--- The records ---

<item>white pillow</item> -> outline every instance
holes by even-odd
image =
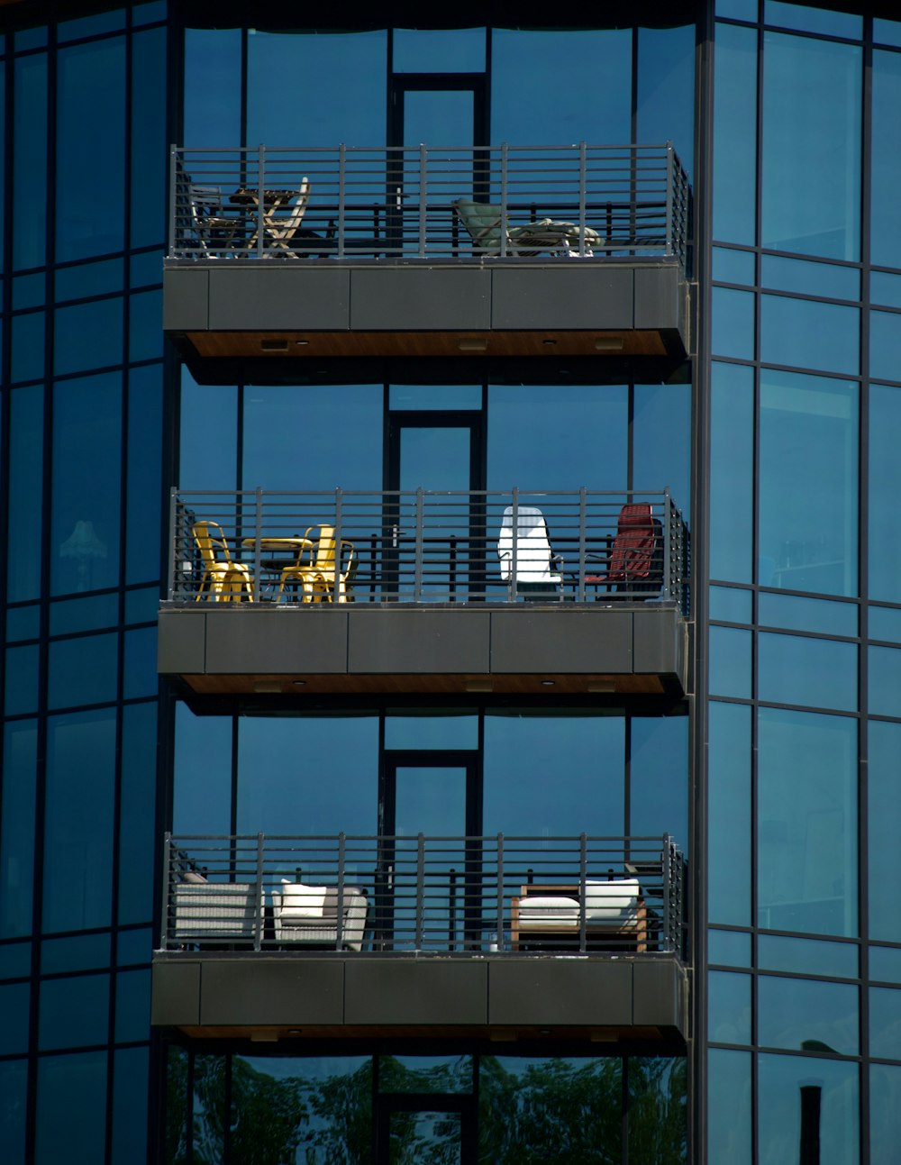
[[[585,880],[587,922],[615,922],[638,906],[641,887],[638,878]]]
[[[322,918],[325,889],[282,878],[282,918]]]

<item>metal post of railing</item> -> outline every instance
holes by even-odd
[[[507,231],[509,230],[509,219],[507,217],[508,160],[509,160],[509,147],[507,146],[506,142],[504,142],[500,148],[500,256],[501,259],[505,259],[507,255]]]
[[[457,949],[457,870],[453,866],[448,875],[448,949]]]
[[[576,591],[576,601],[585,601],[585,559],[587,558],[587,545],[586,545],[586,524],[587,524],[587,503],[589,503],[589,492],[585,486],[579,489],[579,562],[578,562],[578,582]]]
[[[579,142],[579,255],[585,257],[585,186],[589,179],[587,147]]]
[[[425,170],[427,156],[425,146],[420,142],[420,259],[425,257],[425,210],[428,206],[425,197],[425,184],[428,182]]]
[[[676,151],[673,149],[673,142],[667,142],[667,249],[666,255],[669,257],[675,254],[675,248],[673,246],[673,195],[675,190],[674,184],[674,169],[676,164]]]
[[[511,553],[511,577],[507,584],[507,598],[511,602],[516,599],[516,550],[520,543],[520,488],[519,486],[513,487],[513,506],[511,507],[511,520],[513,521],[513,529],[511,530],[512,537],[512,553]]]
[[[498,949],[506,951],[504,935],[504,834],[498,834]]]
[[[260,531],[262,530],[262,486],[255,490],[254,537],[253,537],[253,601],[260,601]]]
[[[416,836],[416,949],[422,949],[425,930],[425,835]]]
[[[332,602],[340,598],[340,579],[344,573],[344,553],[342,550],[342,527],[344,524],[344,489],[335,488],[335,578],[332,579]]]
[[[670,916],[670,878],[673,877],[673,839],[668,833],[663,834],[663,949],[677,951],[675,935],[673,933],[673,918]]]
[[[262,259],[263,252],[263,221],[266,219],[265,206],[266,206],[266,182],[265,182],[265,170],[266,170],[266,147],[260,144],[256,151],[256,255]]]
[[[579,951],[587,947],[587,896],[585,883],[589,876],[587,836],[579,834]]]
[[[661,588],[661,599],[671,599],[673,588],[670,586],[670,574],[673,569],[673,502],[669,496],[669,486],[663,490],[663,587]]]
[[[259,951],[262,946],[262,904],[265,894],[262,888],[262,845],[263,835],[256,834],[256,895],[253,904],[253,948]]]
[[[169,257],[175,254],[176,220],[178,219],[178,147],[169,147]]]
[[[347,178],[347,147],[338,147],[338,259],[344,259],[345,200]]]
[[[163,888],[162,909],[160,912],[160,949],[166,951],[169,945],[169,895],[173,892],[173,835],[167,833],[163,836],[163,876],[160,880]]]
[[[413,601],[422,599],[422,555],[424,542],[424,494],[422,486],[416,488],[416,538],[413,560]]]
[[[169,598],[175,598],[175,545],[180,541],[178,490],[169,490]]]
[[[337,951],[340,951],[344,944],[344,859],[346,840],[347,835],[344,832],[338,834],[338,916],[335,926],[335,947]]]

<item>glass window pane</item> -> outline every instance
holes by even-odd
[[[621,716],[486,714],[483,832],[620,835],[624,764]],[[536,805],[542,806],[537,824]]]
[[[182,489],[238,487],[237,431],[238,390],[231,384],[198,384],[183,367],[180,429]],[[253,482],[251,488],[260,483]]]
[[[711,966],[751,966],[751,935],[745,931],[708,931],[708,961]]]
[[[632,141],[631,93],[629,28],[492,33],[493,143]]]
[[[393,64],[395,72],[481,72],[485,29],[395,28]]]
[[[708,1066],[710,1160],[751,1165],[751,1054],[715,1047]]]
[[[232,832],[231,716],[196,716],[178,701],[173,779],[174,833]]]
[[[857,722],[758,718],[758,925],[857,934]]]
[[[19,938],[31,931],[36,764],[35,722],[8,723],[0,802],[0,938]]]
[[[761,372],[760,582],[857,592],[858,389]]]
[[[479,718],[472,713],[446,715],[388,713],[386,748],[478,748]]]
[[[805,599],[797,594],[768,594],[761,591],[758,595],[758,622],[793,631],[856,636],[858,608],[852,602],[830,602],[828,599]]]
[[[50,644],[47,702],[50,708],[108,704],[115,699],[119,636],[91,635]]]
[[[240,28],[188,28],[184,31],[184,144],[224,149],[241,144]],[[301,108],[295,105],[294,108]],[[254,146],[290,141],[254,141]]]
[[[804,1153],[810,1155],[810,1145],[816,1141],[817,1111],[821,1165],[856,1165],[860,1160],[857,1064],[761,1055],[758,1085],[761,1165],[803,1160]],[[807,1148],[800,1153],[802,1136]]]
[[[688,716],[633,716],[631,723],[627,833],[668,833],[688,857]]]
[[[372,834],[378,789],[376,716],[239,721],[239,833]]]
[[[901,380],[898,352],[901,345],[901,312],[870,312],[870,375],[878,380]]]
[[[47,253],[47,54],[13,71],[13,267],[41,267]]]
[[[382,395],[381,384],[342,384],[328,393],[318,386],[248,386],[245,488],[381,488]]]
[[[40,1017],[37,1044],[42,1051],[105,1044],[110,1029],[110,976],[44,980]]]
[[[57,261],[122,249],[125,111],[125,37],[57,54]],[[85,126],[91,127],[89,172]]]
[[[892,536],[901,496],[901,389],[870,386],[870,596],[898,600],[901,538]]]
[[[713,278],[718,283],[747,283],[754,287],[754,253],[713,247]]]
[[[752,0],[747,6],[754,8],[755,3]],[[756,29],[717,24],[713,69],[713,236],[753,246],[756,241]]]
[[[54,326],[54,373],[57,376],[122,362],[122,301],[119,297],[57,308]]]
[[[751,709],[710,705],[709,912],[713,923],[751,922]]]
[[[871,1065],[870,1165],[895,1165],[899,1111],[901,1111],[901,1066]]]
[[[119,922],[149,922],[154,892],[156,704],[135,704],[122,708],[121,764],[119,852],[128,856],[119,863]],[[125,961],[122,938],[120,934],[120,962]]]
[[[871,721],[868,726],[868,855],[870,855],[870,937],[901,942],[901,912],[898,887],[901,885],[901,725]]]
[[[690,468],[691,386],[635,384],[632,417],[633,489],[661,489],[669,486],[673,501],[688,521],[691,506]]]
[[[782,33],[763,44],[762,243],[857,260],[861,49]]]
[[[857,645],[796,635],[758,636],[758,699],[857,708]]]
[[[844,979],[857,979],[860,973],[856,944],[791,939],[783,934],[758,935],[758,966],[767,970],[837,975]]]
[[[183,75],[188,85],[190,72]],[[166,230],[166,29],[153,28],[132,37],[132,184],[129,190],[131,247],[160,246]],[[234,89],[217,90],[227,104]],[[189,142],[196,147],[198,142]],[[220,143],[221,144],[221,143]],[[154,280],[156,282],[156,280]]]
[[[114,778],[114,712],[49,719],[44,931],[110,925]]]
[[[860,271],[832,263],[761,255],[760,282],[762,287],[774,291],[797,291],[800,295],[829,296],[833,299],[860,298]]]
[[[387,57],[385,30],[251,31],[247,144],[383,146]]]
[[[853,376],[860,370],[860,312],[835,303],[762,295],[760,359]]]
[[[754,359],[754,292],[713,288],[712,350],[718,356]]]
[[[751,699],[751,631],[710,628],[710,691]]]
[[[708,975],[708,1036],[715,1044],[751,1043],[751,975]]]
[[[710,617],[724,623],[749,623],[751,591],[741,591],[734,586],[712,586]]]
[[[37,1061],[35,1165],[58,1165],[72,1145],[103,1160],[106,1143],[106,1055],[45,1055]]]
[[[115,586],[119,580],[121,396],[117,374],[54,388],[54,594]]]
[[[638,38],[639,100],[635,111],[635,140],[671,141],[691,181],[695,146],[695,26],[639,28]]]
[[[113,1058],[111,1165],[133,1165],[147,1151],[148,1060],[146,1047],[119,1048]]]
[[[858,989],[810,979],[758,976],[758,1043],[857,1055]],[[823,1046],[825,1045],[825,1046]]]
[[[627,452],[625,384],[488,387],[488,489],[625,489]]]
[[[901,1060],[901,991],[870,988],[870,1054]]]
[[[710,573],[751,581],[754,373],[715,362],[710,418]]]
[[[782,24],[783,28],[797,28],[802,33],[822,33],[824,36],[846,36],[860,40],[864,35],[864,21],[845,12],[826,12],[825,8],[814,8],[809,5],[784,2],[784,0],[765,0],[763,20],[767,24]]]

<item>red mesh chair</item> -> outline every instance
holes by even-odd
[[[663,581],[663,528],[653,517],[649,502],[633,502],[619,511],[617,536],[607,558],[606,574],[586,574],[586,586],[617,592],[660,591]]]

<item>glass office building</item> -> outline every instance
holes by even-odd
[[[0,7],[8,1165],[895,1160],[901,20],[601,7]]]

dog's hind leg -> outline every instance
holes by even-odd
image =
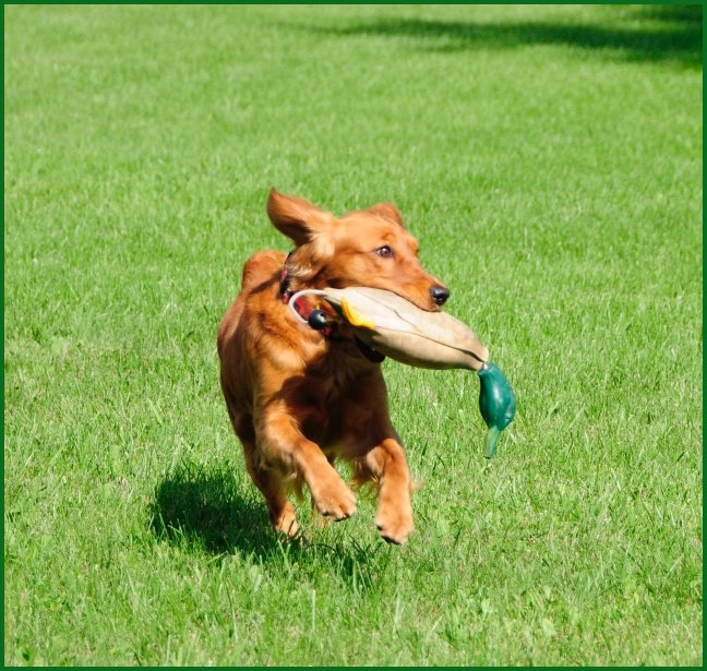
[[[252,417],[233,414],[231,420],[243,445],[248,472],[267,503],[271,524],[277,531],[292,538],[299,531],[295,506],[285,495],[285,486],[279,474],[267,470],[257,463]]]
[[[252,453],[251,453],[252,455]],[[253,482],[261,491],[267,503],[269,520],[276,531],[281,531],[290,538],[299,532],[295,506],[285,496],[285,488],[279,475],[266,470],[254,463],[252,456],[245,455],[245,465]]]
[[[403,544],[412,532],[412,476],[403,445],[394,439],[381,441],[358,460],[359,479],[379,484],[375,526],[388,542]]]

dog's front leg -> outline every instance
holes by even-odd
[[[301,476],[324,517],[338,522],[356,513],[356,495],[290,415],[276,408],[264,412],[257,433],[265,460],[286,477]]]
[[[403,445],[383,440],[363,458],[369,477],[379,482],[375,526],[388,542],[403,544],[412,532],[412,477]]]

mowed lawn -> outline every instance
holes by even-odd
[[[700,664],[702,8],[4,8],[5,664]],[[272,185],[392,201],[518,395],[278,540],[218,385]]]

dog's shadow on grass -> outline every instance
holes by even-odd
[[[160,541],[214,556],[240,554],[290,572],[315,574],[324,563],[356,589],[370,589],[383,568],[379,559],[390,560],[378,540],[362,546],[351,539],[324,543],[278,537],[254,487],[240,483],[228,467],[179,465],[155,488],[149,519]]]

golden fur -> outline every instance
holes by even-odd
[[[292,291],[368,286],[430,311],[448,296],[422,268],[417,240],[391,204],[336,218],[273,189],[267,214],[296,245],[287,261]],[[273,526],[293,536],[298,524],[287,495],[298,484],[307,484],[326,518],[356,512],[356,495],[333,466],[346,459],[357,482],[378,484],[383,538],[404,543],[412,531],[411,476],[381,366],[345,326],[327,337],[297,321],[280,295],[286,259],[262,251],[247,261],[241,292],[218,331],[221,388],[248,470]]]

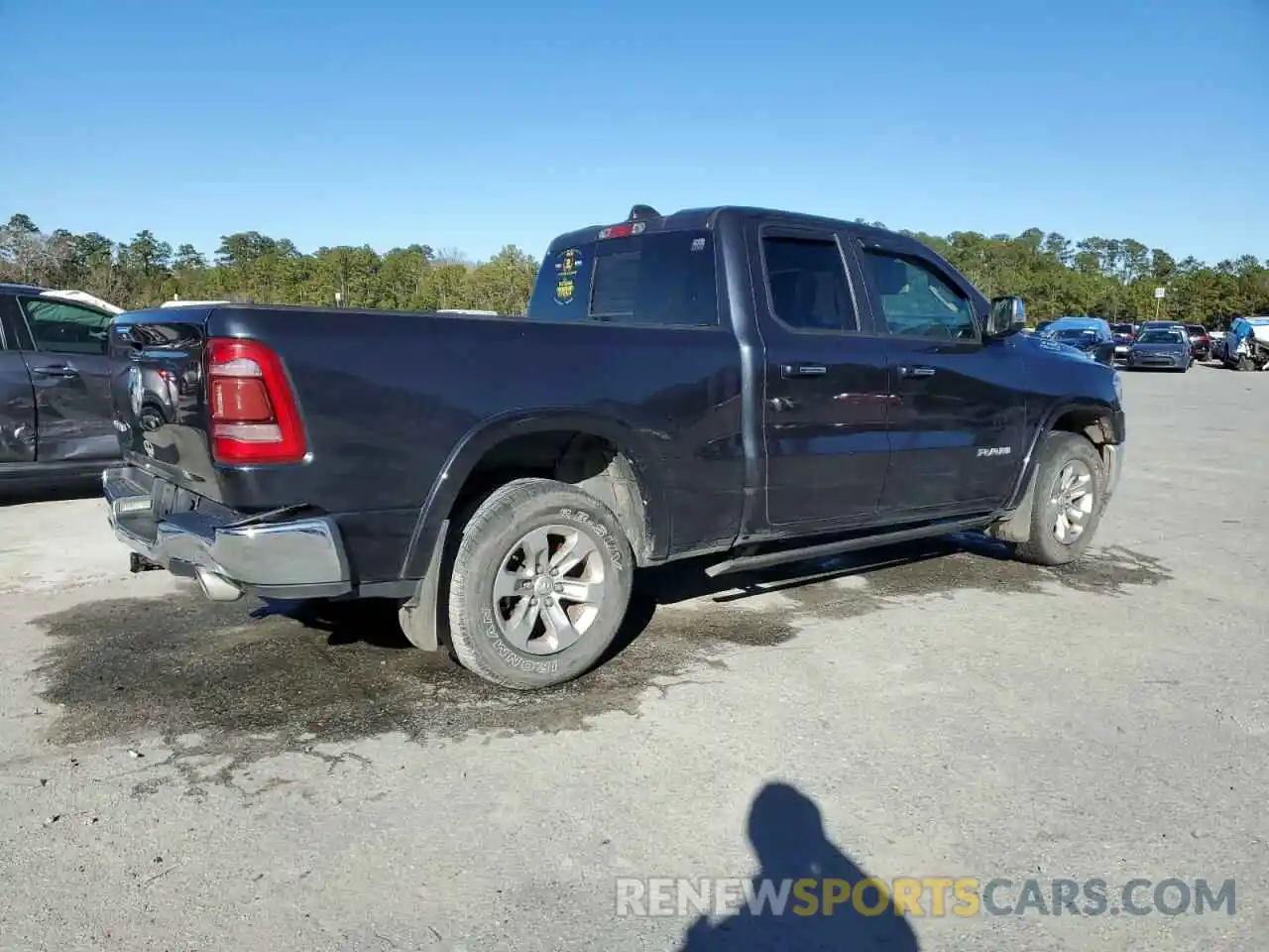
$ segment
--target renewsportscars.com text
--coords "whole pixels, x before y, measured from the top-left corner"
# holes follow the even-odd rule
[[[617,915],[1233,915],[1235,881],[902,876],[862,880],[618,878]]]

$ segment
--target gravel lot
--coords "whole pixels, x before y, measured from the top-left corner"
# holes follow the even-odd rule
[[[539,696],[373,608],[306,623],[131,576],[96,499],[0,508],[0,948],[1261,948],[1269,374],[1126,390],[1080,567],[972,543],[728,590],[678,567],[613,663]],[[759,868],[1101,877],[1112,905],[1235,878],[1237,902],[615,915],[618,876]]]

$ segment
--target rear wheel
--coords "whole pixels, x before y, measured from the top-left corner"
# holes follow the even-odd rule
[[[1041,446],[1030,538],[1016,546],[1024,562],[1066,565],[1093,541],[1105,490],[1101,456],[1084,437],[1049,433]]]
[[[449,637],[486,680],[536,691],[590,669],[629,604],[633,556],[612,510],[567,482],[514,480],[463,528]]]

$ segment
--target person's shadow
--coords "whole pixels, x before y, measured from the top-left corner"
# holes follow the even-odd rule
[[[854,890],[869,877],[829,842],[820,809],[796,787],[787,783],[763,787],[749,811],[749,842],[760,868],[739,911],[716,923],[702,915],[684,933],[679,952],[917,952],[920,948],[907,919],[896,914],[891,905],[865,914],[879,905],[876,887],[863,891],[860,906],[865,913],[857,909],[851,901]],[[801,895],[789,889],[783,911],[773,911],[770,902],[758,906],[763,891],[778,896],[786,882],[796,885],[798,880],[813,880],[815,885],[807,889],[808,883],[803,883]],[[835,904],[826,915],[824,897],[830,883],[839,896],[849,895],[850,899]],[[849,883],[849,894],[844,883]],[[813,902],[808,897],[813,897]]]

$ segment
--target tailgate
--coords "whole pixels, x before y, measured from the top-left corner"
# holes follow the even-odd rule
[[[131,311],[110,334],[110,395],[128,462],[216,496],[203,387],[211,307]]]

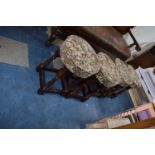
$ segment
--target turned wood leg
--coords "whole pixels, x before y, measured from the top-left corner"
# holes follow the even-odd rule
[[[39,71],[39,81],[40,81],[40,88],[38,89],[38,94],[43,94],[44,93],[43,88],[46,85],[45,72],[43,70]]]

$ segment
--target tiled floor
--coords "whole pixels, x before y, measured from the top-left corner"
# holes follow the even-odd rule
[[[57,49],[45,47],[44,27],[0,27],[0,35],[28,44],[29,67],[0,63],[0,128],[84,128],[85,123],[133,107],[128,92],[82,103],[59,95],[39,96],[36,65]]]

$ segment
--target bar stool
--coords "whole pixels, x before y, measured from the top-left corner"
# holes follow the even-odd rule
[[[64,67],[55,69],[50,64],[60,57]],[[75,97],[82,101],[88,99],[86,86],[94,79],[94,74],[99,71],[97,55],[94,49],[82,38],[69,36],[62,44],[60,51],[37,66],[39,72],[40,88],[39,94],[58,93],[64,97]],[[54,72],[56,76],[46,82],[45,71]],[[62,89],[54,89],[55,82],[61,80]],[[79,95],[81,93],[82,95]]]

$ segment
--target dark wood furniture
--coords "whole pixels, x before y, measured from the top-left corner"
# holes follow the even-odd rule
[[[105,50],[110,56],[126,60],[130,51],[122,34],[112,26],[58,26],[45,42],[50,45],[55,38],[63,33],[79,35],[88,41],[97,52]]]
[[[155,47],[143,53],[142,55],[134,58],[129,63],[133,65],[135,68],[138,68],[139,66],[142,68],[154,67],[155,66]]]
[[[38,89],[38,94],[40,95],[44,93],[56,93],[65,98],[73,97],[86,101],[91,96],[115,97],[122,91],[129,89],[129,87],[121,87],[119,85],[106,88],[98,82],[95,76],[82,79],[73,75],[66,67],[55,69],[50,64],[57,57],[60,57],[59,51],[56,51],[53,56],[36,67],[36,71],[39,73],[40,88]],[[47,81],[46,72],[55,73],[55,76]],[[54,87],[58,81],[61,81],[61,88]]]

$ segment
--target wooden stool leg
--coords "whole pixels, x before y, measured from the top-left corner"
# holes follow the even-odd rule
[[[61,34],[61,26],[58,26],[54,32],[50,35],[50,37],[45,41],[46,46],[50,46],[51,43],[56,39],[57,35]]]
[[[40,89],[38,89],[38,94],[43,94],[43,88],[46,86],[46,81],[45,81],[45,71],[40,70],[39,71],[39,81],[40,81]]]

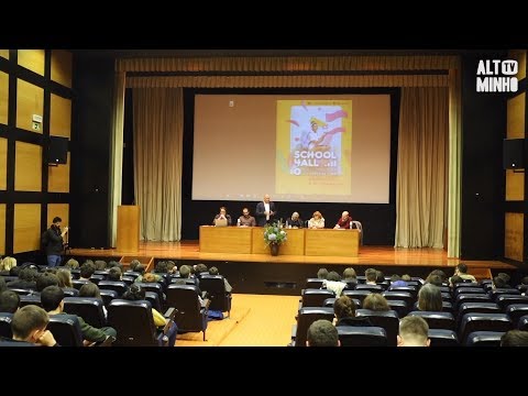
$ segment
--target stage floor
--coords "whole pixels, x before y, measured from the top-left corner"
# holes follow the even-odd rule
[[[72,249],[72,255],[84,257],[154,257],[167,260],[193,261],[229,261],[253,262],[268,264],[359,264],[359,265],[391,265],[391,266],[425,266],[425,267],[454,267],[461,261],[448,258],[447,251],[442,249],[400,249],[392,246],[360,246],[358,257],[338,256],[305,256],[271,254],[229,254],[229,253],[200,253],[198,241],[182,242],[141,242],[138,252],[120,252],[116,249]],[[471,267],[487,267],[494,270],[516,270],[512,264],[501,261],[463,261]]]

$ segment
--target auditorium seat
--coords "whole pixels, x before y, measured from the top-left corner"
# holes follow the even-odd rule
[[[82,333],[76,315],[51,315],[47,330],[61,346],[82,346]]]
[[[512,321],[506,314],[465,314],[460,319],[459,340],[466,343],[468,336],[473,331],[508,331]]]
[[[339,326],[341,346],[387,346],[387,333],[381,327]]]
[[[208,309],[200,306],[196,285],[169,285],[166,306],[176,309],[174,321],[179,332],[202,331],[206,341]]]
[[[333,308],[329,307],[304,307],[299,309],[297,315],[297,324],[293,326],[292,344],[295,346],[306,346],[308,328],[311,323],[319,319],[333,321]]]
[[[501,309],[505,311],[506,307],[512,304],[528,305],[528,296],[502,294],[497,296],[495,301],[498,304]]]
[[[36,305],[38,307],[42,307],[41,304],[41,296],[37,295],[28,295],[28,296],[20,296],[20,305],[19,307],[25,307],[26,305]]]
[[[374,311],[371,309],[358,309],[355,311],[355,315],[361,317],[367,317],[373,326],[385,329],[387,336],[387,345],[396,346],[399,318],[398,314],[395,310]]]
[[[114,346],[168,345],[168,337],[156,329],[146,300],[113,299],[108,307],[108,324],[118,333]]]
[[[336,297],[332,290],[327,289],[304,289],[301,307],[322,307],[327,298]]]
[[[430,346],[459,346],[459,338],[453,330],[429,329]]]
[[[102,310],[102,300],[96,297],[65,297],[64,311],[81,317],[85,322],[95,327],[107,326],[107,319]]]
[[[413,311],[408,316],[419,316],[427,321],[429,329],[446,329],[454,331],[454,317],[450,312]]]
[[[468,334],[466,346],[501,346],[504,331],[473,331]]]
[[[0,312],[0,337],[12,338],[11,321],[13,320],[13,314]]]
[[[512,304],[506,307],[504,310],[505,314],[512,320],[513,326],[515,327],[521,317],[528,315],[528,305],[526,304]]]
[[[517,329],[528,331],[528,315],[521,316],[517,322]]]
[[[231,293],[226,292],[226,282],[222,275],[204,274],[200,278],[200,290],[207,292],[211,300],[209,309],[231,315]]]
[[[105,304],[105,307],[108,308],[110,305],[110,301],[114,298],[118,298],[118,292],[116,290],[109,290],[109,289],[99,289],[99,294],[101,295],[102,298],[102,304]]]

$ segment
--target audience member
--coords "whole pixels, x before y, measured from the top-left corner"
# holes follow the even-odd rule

---

Given problem: Copy out the rows from the line containing "<item>red mesh chair</item>" through the line containing "[[[0,7],[8,1165],[895,1160],[901,20],[601,7]]]", both ends included, with every character unchanged.

Answer to this task:
<item>red mesh chair</item> -> outline every instance
holes by even-odd
[[[663,581],[663,528],[653,517],[649,502],[633,502],[619,511],[617,536],[607,558],[606,574],[586,574],[586,586],[617,592],[660,591]]]

<item>glass office building</item> -> outline every instance
holes by even-odd
[[[0,7],[8,1165],[895,1160],[901,20],[601,7]]]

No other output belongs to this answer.